::: EXERCISE MATERIAL
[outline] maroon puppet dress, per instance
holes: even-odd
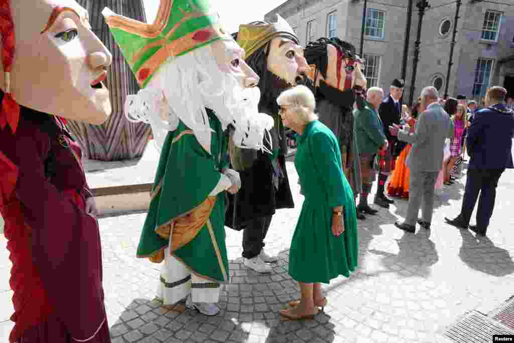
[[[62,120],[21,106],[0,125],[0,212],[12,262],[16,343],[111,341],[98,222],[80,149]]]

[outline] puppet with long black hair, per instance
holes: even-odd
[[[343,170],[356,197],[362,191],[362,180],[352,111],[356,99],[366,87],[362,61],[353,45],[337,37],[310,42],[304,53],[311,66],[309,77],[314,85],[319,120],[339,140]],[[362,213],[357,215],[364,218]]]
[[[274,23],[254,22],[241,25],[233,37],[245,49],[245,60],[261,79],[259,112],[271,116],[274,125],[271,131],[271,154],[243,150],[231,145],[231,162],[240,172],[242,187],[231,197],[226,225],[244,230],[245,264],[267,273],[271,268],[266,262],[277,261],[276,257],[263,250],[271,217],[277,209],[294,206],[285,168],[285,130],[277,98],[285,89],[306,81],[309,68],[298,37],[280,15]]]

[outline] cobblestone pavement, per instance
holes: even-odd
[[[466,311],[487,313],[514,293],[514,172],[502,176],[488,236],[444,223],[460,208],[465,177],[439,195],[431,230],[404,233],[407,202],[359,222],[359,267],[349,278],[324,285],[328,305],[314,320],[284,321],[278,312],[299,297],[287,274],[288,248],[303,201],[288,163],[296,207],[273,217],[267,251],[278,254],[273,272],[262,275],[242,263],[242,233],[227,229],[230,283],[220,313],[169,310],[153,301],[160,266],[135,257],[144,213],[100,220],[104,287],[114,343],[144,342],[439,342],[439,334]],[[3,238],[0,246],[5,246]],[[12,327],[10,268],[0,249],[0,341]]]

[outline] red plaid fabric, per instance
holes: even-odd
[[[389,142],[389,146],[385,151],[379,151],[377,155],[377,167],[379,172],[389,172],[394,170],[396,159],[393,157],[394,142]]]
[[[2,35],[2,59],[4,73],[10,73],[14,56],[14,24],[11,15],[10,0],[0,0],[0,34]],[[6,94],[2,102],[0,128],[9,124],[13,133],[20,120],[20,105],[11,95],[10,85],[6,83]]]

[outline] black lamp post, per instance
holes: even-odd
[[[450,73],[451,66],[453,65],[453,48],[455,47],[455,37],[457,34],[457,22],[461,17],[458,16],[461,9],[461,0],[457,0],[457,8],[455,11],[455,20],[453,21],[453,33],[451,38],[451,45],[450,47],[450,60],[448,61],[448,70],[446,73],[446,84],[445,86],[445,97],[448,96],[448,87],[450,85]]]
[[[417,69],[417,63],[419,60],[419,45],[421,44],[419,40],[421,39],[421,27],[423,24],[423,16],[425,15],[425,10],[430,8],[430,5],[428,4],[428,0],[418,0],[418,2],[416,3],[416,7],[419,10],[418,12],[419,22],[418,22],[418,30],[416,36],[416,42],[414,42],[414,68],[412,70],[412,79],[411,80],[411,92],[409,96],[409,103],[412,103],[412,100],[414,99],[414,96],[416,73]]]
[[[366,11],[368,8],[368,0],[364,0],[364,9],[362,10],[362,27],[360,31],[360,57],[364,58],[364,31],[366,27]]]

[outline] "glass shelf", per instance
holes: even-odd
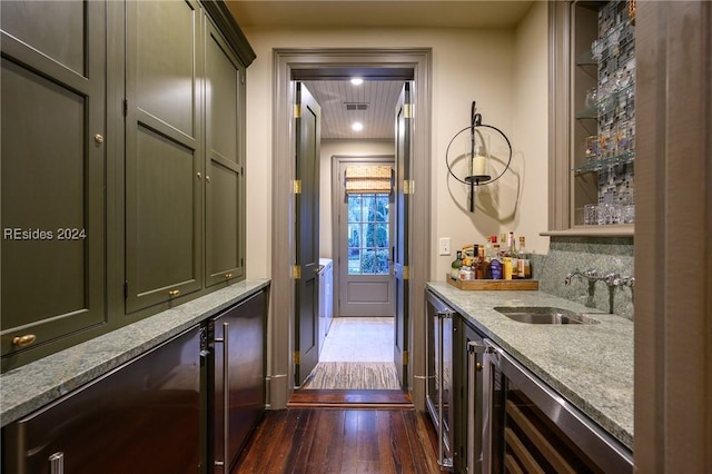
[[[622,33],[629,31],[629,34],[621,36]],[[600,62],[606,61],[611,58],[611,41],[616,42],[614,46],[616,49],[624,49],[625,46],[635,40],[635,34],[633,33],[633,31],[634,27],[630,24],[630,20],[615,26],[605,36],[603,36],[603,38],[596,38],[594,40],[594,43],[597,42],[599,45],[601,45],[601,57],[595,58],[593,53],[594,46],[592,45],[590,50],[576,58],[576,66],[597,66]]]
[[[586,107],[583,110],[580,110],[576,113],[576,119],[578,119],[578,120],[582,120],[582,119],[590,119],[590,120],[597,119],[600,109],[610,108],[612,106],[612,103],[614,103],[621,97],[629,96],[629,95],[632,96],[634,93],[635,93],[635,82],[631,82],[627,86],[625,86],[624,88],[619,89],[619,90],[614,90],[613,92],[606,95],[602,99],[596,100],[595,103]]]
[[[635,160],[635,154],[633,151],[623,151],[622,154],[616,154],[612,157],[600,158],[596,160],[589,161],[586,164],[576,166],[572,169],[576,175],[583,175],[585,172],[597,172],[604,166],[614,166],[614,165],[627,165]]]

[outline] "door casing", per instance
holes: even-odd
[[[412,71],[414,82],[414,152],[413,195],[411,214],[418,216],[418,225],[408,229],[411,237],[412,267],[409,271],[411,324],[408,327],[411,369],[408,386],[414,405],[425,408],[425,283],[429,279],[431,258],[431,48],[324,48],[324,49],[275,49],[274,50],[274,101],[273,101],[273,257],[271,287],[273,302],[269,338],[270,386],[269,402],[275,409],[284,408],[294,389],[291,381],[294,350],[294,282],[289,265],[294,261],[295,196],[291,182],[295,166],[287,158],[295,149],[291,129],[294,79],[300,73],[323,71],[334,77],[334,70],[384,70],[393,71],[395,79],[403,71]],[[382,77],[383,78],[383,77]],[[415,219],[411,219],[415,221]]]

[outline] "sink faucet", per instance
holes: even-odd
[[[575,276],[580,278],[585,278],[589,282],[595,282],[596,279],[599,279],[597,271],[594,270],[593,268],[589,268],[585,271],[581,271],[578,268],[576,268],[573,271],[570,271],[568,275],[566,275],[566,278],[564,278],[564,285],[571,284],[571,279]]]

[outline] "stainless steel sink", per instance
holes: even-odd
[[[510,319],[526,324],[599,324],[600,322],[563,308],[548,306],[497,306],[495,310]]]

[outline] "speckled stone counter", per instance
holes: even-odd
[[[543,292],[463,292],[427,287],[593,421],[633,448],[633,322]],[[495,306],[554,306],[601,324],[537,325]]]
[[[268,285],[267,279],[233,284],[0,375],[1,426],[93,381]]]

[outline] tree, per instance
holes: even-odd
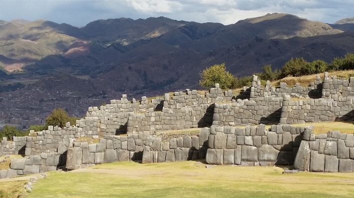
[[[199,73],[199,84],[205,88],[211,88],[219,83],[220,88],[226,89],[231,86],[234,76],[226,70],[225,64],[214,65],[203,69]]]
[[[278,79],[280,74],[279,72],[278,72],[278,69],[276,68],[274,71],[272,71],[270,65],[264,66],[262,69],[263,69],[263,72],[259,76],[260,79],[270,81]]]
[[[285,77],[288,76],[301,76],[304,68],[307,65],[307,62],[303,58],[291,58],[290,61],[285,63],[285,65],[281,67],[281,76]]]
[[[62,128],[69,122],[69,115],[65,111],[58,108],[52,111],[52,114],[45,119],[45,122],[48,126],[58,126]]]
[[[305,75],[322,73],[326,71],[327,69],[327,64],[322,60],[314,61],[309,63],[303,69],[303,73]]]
::::::
::: EXERCISE MATERIAL
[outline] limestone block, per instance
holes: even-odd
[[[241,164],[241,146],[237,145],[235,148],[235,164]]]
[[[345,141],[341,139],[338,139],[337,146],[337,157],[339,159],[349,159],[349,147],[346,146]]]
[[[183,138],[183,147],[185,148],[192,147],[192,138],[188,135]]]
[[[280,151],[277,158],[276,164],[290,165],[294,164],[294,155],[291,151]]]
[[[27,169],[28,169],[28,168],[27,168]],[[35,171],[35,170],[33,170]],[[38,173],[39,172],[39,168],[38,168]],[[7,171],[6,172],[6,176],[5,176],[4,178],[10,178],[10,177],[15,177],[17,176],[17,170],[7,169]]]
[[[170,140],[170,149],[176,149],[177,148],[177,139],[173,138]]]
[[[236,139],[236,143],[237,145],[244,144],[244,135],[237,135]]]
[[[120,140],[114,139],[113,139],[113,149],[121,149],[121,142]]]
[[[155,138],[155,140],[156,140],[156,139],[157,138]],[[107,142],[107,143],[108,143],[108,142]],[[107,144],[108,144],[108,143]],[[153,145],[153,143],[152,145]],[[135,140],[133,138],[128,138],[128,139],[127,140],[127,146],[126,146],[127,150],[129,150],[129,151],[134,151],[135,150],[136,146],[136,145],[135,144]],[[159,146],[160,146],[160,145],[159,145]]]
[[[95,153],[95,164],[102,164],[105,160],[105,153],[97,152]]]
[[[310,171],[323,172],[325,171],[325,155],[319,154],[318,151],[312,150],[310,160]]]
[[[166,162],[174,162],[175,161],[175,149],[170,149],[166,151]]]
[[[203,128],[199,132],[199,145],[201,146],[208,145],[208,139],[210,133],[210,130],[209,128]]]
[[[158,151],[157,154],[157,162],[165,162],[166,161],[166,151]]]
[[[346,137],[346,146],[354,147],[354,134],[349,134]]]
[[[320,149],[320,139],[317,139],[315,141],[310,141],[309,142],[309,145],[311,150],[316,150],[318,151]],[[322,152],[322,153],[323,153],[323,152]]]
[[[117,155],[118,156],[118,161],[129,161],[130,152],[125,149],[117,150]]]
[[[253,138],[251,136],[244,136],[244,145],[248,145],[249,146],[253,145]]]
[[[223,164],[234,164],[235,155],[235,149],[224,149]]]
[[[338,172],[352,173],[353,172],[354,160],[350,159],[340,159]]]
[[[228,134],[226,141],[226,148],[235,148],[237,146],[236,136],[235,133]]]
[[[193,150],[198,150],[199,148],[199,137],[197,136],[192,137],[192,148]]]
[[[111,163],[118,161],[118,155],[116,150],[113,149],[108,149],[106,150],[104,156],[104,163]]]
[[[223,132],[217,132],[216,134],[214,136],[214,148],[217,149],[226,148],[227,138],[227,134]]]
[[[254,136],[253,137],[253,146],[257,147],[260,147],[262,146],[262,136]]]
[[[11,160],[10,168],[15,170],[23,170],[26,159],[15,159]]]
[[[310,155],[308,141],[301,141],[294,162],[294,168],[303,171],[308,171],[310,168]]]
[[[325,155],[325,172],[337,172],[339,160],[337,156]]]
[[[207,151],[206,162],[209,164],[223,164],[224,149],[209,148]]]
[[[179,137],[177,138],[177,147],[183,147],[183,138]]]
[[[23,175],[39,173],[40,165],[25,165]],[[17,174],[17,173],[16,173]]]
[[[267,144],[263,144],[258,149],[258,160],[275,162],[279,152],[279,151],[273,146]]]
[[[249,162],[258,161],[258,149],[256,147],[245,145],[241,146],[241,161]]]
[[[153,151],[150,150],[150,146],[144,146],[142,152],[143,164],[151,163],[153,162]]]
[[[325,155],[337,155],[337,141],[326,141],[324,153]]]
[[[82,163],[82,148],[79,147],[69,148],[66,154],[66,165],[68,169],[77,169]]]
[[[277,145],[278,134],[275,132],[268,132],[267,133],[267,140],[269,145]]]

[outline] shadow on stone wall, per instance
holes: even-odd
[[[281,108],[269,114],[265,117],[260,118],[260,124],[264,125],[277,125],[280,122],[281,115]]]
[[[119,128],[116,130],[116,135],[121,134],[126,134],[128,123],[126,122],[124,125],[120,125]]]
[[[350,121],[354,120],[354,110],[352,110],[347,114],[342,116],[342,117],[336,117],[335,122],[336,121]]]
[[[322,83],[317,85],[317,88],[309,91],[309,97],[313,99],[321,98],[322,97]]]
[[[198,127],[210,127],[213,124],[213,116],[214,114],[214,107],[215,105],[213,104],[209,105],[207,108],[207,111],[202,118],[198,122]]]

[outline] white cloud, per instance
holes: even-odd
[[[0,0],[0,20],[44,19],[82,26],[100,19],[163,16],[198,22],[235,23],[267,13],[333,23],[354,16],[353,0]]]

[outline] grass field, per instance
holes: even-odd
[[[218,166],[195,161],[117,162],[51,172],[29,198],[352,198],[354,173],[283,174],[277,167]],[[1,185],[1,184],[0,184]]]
::::::
▶ _GIVEN INSTRUCTION_
Show every line of the records that contains the word "sink".

▶ _EXERCISE RESPONSE_
[outline] "sink faucet", per instance
[outline] "stainless steel sink", per instance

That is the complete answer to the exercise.